━━ Provided records
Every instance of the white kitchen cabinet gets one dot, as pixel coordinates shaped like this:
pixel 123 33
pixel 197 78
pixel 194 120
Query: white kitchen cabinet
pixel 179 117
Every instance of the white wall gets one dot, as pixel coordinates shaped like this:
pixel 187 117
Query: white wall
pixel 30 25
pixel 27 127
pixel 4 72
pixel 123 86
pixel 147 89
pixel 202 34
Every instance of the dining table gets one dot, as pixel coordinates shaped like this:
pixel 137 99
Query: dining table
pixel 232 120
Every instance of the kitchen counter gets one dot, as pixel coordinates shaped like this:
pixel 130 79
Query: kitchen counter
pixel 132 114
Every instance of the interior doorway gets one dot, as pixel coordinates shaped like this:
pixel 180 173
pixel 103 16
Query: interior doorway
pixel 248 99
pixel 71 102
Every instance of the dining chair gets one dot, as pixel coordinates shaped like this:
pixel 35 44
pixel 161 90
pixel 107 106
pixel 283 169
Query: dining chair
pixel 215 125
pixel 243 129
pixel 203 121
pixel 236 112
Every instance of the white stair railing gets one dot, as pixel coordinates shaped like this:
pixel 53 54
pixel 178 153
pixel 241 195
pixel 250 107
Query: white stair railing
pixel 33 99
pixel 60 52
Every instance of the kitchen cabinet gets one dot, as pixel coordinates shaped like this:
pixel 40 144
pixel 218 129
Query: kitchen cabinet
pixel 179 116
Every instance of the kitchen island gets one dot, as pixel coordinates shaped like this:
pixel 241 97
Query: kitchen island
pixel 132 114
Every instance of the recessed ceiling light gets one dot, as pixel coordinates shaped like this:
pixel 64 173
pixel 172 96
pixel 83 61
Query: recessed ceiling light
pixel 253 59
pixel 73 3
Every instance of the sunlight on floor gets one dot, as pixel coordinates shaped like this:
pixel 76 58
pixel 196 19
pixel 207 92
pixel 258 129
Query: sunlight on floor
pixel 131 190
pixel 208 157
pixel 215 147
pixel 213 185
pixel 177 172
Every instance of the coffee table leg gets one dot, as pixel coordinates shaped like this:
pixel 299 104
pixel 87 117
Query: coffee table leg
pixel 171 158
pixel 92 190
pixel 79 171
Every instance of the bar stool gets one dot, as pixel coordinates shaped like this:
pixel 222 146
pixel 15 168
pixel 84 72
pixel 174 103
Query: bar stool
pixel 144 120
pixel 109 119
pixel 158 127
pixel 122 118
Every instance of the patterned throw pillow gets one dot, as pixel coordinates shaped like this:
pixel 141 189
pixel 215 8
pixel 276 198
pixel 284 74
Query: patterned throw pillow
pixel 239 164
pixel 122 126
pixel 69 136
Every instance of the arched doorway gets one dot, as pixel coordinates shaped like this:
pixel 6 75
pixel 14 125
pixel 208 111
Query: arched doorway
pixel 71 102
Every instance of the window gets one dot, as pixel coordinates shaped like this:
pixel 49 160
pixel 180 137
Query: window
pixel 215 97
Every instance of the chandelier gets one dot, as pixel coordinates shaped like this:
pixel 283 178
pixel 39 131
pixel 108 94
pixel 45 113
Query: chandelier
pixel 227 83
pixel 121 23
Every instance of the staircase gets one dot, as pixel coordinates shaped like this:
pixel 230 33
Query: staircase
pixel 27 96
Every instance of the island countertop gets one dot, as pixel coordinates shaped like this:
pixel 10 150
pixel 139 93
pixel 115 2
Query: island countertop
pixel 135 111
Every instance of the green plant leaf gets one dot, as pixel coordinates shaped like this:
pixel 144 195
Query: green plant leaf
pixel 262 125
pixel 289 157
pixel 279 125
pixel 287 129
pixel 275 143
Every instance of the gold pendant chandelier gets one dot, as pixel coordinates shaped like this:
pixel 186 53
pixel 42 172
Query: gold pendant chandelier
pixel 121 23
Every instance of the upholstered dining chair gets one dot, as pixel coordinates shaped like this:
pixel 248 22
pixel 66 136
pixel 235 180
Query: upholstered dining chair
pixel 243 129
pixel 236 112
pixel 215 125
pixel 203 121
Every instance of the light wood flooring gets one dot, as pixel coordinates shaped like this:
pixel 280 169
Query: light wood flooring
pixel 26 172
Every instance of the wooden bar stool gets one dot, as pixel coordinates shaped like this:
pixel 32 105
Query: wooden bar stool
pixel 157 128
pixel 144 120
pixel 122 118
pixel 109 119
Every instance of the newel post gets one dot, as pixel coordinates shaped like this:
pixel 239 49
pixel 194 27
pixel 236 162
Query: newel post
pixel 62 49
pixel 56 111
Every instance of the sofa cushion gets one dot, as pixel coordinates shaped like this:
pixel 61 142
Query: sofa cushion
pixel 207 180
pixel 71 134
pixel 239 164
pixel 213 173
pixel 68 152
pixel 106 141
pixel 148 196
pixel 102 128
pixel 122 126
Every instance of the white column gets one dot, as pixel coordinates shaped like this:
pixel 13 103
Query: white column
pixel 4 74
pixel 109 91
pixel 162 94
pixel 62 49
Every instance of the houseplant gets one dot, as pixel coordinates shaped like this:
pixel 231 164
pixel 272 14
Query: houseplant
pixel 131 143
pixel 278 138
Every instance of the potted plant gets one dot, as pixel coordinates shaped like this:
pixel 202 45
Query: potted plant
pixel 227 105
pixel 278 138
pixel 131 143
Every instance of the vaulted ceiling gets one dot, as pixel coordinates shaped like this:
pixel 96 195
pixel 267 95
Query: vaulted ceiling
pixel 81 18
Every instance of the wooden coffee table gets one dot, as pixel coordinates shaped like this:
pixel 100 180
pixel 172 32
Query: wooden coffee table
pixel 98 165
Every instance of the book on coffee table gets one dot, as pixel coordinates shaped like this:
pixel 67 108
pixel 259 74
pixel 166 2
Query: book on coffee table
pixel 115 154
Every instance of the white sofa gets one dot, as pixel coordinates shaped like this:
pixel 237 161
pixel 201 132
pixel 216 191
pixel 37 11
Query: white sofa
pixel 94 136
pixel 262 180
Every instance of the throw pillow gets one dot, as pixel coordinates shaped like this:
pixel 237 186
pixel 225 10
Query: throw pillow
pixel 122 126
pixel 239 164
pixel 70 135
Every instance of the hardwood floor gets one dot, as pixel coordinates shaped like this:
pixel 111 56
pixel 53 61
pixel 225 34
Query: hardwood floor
━━━━
Work instructions
Repeat the records above, switching "gets one dot" to "is marked with a single point" wherever it occurs and leaving every other line unchanged.

Result of this task
Every instance of the white kitchen cabinet is marked with a single point, as pixel coordinates shaped like this:
pixel 123 33
pixel 197 78
pixel 194 120
Query: white kitchen cabinet
pixel 179 117
Every instance of the white wall is marked with a single point, as pixel coordinates shaped like this:
pixel 187 117
Query: white wall
pixel 30 25
pixel 27 127
pixel 4 72
pixel 123 86
pixel 147 89
pixel 202 34
Every instance of the dining table is marked with a single point, as pixel coordinates shaped like this:
pixel 137 99
Query: dining table
pixel 232 120
Every instance of the kitchen counter is marked with a single point, as pixel coordinates shaped like this:
pixel 130 79
Query: kitchen counter
pixel 132 114
Every instance of the interior doorway is marked with a single point, as pixel coordinates shaped like this:
pixel 180 173
pixel 103 16
Query: interior doorway
pixel 248 99
pixel 71 102
Every instance of the dining chair is marked with a single point, as pixel coordinates shaped like this:
pixel 35 44
pixel 161 90
pixel 107 106
pixel 283 169
Query: dining chair
pixel 215 125
pixel 243 129
pixel 203 121
pixel 236 112
Every instance of the white stair railing is marked with a single point, as pixel coordinates shaped like this:
pixel 53 54
pixel 178 153
pixel 241 195
pixel 250 107
Query: white stair railing
pixel 33 99
pixel 60 52
Every instance of the kitchen cabinet is marked with a single point, as pixel coordinates shaped like this:
pixel 40 144
pixel 218 129
Query: kitchen cabinet
pixel 179 116
Every instance of the kitchen island is marked with a single point, as pixel coordinates shaped like this:
pixel 241 97
Query: kitchen island
pixel 132 114
Every instance of the recessed ceiling light is marked with a single point, as pixel coordinates shaped like this:
pixel 64 173
pixel 172 96
pixel 83 61
Query: recessed ceiling light
pixel 253 59
pixel 73 3
Every instance of the sunlight on floor is marked with a single point, as pixel coordinates shaped like this:
pixel 76 58
pixel 196 19
pixel 207 92
pixel 258 129
Query: sunlight on floor
pixel 131 190
pixel 208 157
pixel 215 147
pixel 213 185
pixel 177 172
Every instance of the coffee table leg is marked with a single point, as pixel coordinates shaped like this:
pixel 299 104
pixel 87 117
Query: coffee table leg
pixel 171 158
pixel 92 190
pixel 79 171
Every instance of the bar stool is marked with a single point, as pixel coordinates shaped like this:
pixel 222 146
pixel 15 168
pixel 84 72
pixel 174 103
Query: bar stool
pixel 144 120
pixel 109 119
pixel 158 127
pixel 122 118
Every instance of the patterned throw pillow is marked with a single point, as pixel coordinates shaped like this:
pixel 141 189
pixel 215 8
pixel 276 198
pixel 284 74
Query: patterned throw pillow
pixel 239 164
pixel 122 126
pixel 69 136
Every instance of the arched doorway is marked with a single point, as pixel coordinates shaped like this:
pixel 6 75
pixel 14 125
pixel 208 111
Query: arched doorway
pixel 71 102
Every instance of the window is marked with a single point, as pixel coordinates shaped like this:
pixel 49 160
pixel 180 137
Query: window
pixel 215 97
Every instance of the chandelier is marked with a single point, as pixel coordinates shaped like this:
pixel 283 178
pixel 39 131
pixel 108 94
pixel 45 113
Query: chandelier
pixel 227 83
pixel 121 23
Every instance of the staircase is marked with a single point, as pixel coordinates shaped like this:
pixel 230 33
Query: staircase
pixel 27 96
Every instance of the island countertop is marked with a single point, as pixel coordinates shaped like this:
pixel 10 150
pixel 139 93
pixel 115 2
Query: island countertop
pixel 135 111
Every instance of the green plant leaf is marked with a single point, as pixel coordinates shaped like this:
pixel 144 195
Query: green plant leaf
pixel 262 125
pixel 289 157
pixel 279 125
pixel 287 129
pixel 275 143
Every instance of the gold pendant chandelier is marked with a single point, as pixel coordinates shaped like this:
pixel 186 53
pixel 42 172
Query: gold pendant chandelier
pixel 121 23
Every instance of the upholstered dining chair is marked with a single point, as pixel coordinates shaped like this:
pixel 248 22
pixel 66 136
pixel 235 180
Query: upholstered dining chair
pixel 243 129
pixel 236 112
pixel 215 125
pixel 203 121
Every instance of the light wood flooring is marked with a single point, as pixel coordinates shaped like this:
pixel 280 169
Query: light wood flooring
pixel 26 172
Every instance of the wooden bar stool is marked with a single point, as pixel coordinates shaped like this:
pixel 32 105
Query: wooden bar stool
pixel 157 128
pixel 144 120
pixel 122 118
pixel 109 119
Every instance of the newel post is marked with a single point, as pixel coordinates shaped like this:
pixel 239 49
pixel 194 27
pixel 236 162
Query: newel post
pixel 62 49
pixel 56 111
Every instance of the sofa cushion is marked with a single point, as pixel coordinates shaped like this:
pixel 61 142
Query: sofa cushion
pixel 207 180
pixel 71 134
pixel 239 164
pixel 213 173
pixel 68 152
pixel 106 141
pixel 148 196
pixel 102 128
pixel 122 126
Every instance of the white column is marked with a single point, as pixel coordinates shaped like this:
pixel 13 103
Query: white column
pixel 4 74
pixel 109 91
pixel 162 94
pixel 62 49
Every instance of the houseplant is marked with a single point, as pixel coordinates shaped like this:
pixel 231 164
pixel 272 14
Query: houseplant
pixel 131 143
pixel 278 138
Every instance of the potted plant is marked with a single point, as pixel coordinates shaped like this:
pixel 202 45
Query: potted plant
pixel 227 105
pixel 278 138
pixel 131 143
Every instance of the vaulted ceiling is marked with a single point, as pixel coordinates shaped like this:
pixel 96 195
pixel 267 95
Query: vaulted ceiling
pixel 81 18
Every instance of the wooden coffee table is marked with a single point, as pixel coordinates shaped like this:
pixel 100 180
pixel 172 32
Query: wooden coffee table
pixel 98 165
Every instance of the book on coffee table is marked with a single point, as pixel coordinates shaped like this:
pixel 67 108
pixel 259 74
pixel 166 2
Query: book on coffee table
pixel 115 154
Every instance of the white sofa is marked with a single point, as pixel coordinates shaped like this:
pixel 237 161
pixel 201 132
pixel 216 191
pixel 37 11
Query: white sofa
pixel 94 136
pixel 262 180
Every instance of the throw pillow is marked with a single point, as pixel coordinates shaped like this:
pixel 237 186
pixel 225 10
Query: throw pillow
pixel 122 126
pixel 239 164
pixel 70 135
Every instance of the hardwood floor is marked with a single point, as pixel coordinates shaped like this:
pixel 111 56
pixel 53 61
pixel 225 34
Query: hardwood floor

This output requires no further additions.